Work to be completed: Rewrite all of the rows below, requests included, and scale every x and y coordinate in the answers by 0.7, rounding to whole numbers with halves going up. Leave the pictures out.
= = = =
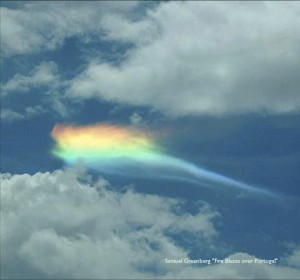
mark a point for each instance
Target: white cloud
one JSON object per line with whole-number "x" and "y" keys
{"x": 136, "y": 119}
{"x": 22, "y": 33}
{"x": 61, "y": 225}
{"x": 64, "y": 226}
{"x": 203, "y": 58}
{"x": 8, "y": 115}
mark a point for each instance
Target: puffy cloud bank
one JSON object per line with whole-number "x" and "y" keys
{"x": 203, "y": 58}
{"x": 63, "y": 225}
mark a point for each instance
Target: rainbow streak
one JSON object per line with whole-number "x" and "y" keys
{"x": 124, "y": 150}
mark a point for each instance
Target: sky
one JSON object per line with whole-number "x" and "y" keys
{"x": 138, "y": 137}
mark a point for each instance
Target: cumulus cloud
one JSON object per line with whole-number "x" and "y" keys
{"x": 203, "y": 58}
{"x": 65, "y": 225}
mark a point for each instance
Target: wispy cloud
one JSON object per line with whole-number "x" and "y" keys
{"x": 204, "y": 58}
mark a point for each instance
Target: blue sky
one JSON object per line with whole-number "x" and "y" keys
{"x": 221, "y": 78}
= = = =
Written reply:
mark a point for each instance
Target: white cloud
one JSON object per line with whole-number "x" and "y" keys
{"x": 95, "y": 83}
{"x": 15, "y": 23}
{"x": 43, "y": 158}
{"x": 45, "y": 158}
{"x": 142, "y": 41}
{"x": 6, "y": 81}
mark a point for each instance
Target: puffy cloud bank
one JSON object per line with whole-number "x" and "y" keys
{"x": 142, "y": 41}
{"x": 44, "y": 158}
mark a point for each instance
Target: rainbow streak
one JSON object per line with whole-number "x" and "y" keys
{"x": 87, "y": 105}
mark a point for each instance
Target: sky
one JSON object per line with whole-number "x" and "y" keys
{"x": 97, "y": 96}
mark a point for each instance
Target: cumulus cloud
one JSON object per line with whole-number "x" and "y" keys
{"x": 142, "y": 41}
{"x": 46, "y": 158}
mark a point for each instance
Target: wispy cloud
one JSON object per line with whole-number "x" and "y" keys
{"x": 143, "y": 41}
mark a point for each instance
Target: blue sky
one JSON object per line with whole-number "x" and "y" keys
{"x": 155, "y": 55}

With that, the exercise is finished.